*** DATA TO PROCESS ***
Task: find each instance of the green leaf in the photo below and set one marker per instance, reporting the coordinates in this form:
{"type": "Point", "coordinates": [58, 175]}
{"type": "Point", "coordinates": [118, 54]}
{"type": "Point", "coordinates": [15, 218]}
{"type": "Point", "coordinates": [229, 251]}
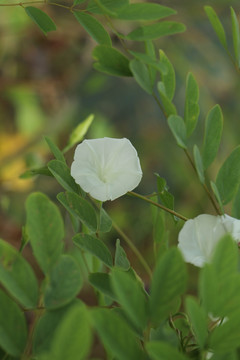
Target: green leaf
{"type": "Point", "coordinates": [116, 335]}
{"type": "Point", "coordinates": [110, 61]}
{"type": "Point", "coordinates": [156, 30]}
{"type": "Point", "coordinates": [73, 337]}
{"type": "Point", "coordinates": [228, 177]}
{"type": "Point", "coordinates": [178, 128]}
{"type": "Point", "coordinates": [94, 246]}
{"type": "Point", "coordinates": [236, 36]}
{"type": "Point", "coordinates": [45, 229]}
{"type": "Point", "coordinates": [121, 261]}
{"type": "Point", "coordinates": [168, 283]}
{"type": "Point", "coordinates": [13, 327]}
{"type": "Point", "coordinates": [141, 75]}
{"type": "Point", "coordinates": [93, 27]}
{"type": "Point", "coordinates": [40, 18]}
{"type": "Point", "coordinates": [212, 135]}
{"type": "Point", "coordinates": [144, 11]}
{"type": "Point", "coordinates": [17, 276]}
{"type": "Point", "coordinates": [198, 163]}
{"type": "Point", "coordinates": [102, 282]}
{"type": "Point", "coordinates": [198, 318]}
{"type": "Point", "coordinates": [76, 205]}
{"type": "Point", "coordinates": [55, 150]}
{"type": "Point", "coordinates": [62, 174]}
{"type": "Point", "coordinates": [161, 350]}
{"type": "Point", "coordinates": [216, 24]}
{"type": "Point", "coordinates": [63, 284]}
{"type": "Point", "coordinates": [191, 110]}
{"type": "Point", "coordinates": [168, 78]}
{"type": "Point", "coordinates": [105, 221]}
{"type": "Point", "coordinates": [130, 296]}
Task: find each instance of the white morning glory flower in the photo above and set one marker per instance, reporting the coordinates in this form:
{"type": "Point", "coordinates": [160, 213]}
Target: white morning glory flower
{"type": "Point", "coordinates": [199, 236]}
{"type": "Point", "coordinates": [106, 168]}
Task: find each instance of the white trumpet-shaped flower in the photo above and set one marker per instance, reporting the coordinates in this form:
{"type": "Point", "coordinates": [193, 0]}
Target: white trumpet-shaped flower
*** End of DATA TO PROCESS ***
** EXERCISE PROMPT **
Output the lines above in full and exactly as given, omitting any pictures.

** WRITTEN SOLUTION **
Task: find each instance of the green leaf in the photo below and set one marker per instance, reporting the coordinates in this form:
{"type": "Point", "coordinates": [58, 175]}
{"type": "Point", "coordinates": [118, 54]}
{"type": "Point", "coordinates": [15, 218]}
{"type": "Point", "coordinates": [229, 251]}
Target: green leaf
{"type": "Point", "coordinates": [116, 335]}
{"type": "Point", "coordinates": [110, 61]}
{"type": "Point", "coordinates": [156, 30]}
{"type": "Point", "coordinates": [73, 337]}
{"type": "Point", "coordinates": [228, 177]}
{"type": "Point", "coordinates": [178, 128]}
{"type": "Point", "coordinates": [94, 246]}
{"type": "Point", "coordinates": [236, 36]}
{"type": "Point", "coordinates": [45, 229]}
{"type": "Point", "coordinates": [121, 261]}
{"type": "Point", "coordinates": [168, 283]}
{"type": "Point", "coordinates": [13, 327]}
{"type": "Point", "coordinates": [141, 75]}
{"type": "Point", "coordinates": [93, 27]}
{"type": "Point", "coordinates": [40, 18]}
{"type": "Point", "coordinates": [212, 135]}
{"type": "Point", "coordinates": [144, 11]}
{"type": "Point", "coordinates": [17, 276]}
{"type": "Point", "coordinates": [198, 163]}
{"type": "Point", "coordinates": [102, 282]}
{"type": "Point", "coordinates": [198, 318]}
{"type": "Point", "coordinates": [76, 205]}
{"type": "Point", "coordinates": [55, 150]}
{"type": "Point", "coordinates": [62, 174]}
{"type": "Point", "coordinates": [161, 350]}
{"type": "Point", "coordinates": [216, 24]}
{"type": "Point", "coordinates": [63, 284]}
{"type": "Point", "coordinates": [191, 110]}
{"type": "Point", "coordinates": [168, 78]}
{"type": "Point", "coordinates": [105, 221]}
{"type": "Point", "coordinates": [130, 296]}
Task: find each instance of the white morning glory flower in the photo above and set one marker per instance, reporting the coordinates in this form:
{"type": "Point", "coordinates": [160, 213]}
Target: white morning glory flower
{"type": "Point", "coordinates": [199, 236]}
{"type": "Point", "coordinates": [106, 168]}
Task: find each instance of the white trumpet-shaped flower in the photo above and set one marker per instance, reporting the coordinates in this form:
{"type": "Point", "coordinates": [193, 0]}
Target: white trumpet-shaped flower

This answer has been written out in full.